===== Cuplikan Halaman

Iuran BPJS Batal Naik, Mahfud MD Sebut Pemerintah Ikuti Putusan, Ganjar Pranowo: Pasti Rakyat Senang
Mahkamah Agung (MA) telah memutuskan untuk membatalkan kenaikan iuran Badan Penyelenggara Jaminan Sosial (BPJS).
Penulis: Nuryanti
Editor: Ifa Nabila
TRIBUNNEWS.COM - Mahkamah Agung (MA) telah memutuskan untuk membatalkan kenaikan iuran Badan Penyelenggara Jaminan Sosial (BPJS).
Keputusan MA ini mendapatkan respons dari Menteri Koordinator Bidang Politik, Hukum dan Keamanan (Menko Polhukam), Mahfud MD dan Gubernur Jawa Tengah, Ganjar Pranowo.

==========

#### Permintaan Tugas 1
Dalam berita tentang batalnya kenaikan iuran BPJS, siapa saja yang menanggapi keputusan MA?
#### Permintaan Tugas 2
Cetak ulang sebagian berita tentang iuran BPJS, mulai pada kata-kata yang memuat "Iuran BPJS Batal" dan berhenti setelah "Tengah, Ganjar Pranowo.".
#### Permintaan Tugas 3
Lanjutkan berita tentang batalnya kenaikan iuran BPJS sesudah kalimat terakhir yang ditampilkan.

===== Baris Data

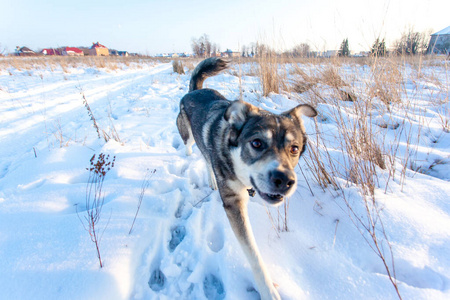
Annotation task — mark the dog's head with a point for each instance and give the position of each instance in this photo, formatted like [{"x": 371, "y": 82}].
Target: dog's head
[{"x": 266, "y": 147}]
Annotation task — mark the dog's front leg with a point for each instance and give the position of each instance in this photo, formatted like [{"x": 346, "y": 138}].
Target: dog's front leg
[{"x": 236, "y": 208}]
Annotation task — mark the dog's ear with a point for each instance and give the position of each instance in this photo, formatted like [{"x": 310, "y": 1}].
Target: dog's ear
[
  {"x": 302, "y": 110},
  {"x": 236, "y": 115}
]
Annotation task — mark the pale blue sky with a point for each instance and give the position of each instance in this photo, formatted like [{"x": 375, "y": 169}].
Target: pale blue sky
[{"x": 168, "y": 26}]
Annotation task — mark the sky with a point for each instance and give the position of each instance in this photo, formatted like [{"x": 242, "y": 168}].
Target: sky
[{"x": 162, "y": 26}]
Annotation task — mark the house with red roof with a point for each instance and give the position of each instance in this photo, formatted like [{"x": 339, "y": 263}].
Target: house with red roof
[
  {"x": 50, "y": 51},
  {"x": 98, "y": 49}
]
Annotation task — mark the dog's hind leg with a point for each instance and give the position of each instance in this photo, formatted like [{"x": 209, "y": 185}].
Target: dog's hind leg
[
  {"x": 236, "y": 208},
  {"x": 211, "y": 177},
  {"x": 184, "y": 128}
]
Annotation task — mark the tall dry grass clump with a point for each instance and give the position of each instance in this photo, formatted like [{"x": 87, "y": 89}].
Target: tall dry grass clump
[{"x": 272, "y": 81}]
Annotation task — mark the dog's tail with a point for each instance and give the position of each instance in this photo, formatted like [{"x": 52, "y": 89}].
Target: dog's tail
[{"x": 207, "y": 68}]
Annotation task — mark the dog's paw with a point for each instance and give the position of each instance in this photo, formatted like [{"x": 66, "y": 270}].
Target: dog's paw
[{"x": 270, "y": 293}]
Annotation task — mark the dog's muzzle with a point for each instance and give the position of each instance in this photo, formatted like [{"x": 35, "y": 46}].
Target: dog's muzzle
[{"x": 280, "y": 184}]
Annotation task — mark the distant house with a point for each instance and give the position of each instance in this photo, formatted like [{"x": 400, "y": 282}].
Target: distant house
[
  {"x": 50, "y": 51},
  {"x": 24, "y": 51},
  {"x": 230, "y": 53},
  {"x": 72, "y": 51},
  {"x": 440, "y": 42},
  {"x": 98, "y": 49},
  {"x": 331, "y": 53}
]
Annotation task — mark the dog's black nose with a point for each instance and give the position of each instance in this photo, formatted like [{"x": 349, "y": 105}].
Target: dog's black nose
[{"x": 282, "y": 181}]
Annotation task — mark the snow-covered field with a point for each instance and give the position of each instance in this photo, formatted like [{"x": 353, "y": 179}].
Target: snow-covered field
[{"x": 181, "y": 245}]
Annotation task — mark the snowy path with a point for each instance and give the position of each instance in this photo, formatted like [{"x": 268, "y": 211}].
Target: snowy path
[{"x": 181, "y": 246}]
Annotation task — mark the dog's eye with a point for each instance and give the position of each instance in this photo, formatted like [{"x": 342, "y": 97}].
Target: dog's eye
[{"x": 256, "y": 143}]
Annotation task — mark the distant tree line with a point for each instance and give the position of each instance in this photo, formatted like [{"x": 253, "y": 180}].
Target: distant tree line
[{"x": 410, "y": 43}]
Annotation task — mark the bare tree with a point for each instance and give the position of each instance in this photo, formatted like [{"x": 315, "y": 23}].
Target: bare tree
[
  {"x": 301, "y": 50},
  {"x": 412, "y": 43}
]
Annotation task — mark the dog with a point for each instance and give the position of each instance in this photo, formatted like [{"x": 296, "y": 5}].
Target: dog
[{"x": 247, "y": 150}]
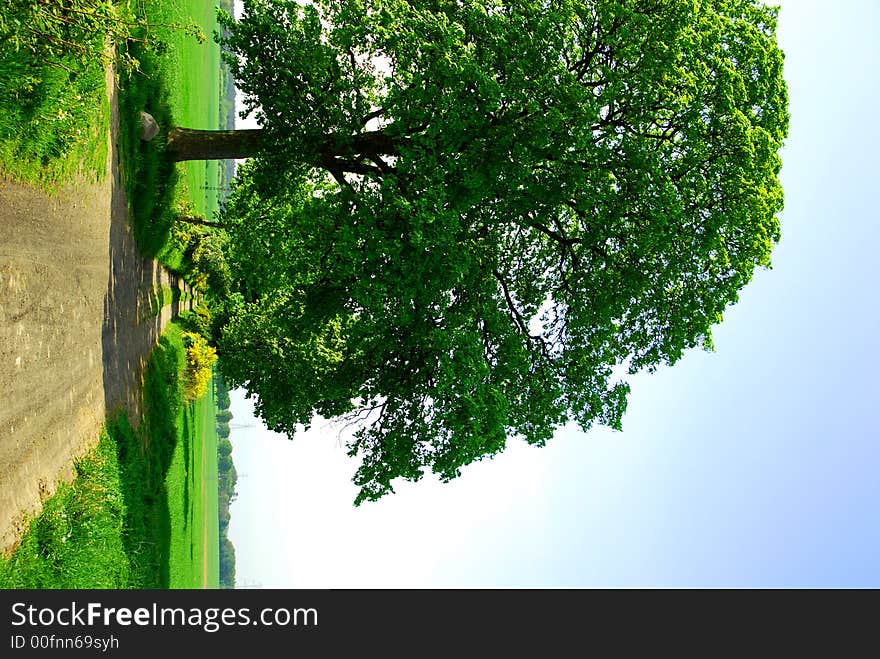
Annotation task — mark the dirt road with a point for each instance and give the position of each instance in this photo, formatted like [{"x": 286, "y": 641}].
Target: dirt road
[{"x": 73, "y": 339}]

==========

#### Hasil Jawaban 1
Menko Polhukam Mahfud MD dan Gubernur Jawa Tengah Ganjar Pranowo.

#### Hasil Jawaban 2
Iuran BPJS Batal Naik, Mahfud MD Sebut Pemerintah Ikuti Putusan, Ganjar Pranowo: Pasti Rakyat Senang
Mahkamah Agung (MA) telah memutuskan untuk membatalkan kenaikan iuran Badan Penyelenggara Jaminan Sosial (BPJS).
Penulis: Nuryanti
Editor: Ifa Nabila
TRIBUNNEWS.COM - Mahkamah Agung (MA) telah memutuskan untuk membatalkan kenaikan iuran Badan Penyelenggara Jaminan Sosial (BPJS).
Keputusan MA ini mendapatkan respons dari Menteri Koordinator Bidang Politik, Hukum dan Keamanan (Menko Polhukam), Mahfud MD dan Gubernur Jawa Tengah, Ganjar Pranowo.

#### Hasil Jawaban 3
Mahfud MD menyebut, pemerintah akan mengikuti keputusan dari MA tersebut, karena memang tidak bisa melawan.
"Judicial review itu sekali diputus final dan mengikat."
"Oleh sebab itu, kita ikuti saja, pemerintah kan tidak boleh melawan putusan pengadilan," ujar Mahfud di kantor Kemenko Polhukam, Jakarta, Senin (9/3/2020), dikutip dari Kompas.com.
Baca: BPJS Batal Naik, Ini Rincian Biaya Iurannya, MA Sebut Ada Pertentangan Pasal
Baca: Iuran BPJS Kesehatan Batal Naik, Ganjar Pranowo Minta Ada Perbaikan Sistem: Pasti Rakyat Senang
Ia menyampaikan, keputusan tersebut tidak bisa dilakukan banding, karena judicial review berbeda dengan gugatan perkara maupun perdata.
"Putusan MA, kalau judicial review itu adalah putusan yang final, tidak ada banding terhadap judicial review."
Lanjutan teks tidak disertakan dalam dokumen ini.